- [Required actions]:
1. In the mailing list post about gprof profiling on amd64, what share of the runtime reported by time does the total user time reported by gprof come to on NetBSD?
2. Continue the mailing list post about gprof profiling on amd64, starting right after its last sentence.
===== Page =====
Subject: Userland "cc -pg (gprof) profiling: working well on amd64?
To: None <tech-kern@netbsd.org, port-amd64@netbsd.org>
From: Jonathan Stone <jonathan@dsg.stanford.edu>
List: port-amd64
Date: 03/21/2006 20:19:35
Is profiling of userland code expected to work on amd64?
On either -current or netbsd-3.0?

I ask because I've been trying to profile some of my own old code, in
hopes of better understanding a 2:1 difference in user-CPU time
between recent Linux distros and NetBSD (to NetBSD's disadvantage), on
one of my own private, long-running apps.

I'm consistently seeing the total user time reported by gprof on
NetBSD is only (very coarsely) 30% of the runtime reported by time
(csh or /usr/bin/time); and (after some brute-force adhoc VM tuning),
wall-time and CPU-time for my app are both matching externally-
measured wall-time fairly closely, on an otherwise-idle machine.
===== Data supplied =====
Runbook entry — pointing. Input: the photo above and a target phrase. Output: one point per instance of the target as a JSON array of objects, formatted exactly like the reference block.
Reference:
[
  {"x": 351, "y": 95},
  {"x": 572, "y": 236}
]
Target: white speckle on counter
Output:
=====
===== Data supplied =====
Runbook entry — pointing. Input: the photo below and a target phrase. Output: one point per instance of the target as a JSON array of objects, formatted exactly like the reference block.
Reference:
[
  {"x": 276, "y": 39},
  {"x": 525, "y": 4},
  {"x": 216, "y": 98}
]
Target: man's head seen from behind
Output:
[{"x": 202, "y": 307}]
=====
===== Data supplied =====
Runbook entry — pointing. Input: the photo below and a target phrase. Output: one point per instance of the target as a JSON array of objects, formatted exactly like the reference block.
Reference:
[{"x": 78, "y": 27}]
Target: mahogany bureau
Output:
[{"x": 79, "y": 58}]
=====
- [Results of the tasks]:
1. Very coarsely, 30%.

2.
I'm wondering if the gprof data is uniformly missing samples, or the
scaling is buggy, or something else mysterious is going on.
(Stack smashing by the app is one possibility).

If it matters, the host I'm using is an dual-core socket-939 amd64,
with an SMP kernel either from -current as of late February, or
NetBSD-3.0 (or RC6, I forget which, but that's pretty close to 3.0).

Thanks in advance to anyone who shares relevant experiences,
(positive or otherwise).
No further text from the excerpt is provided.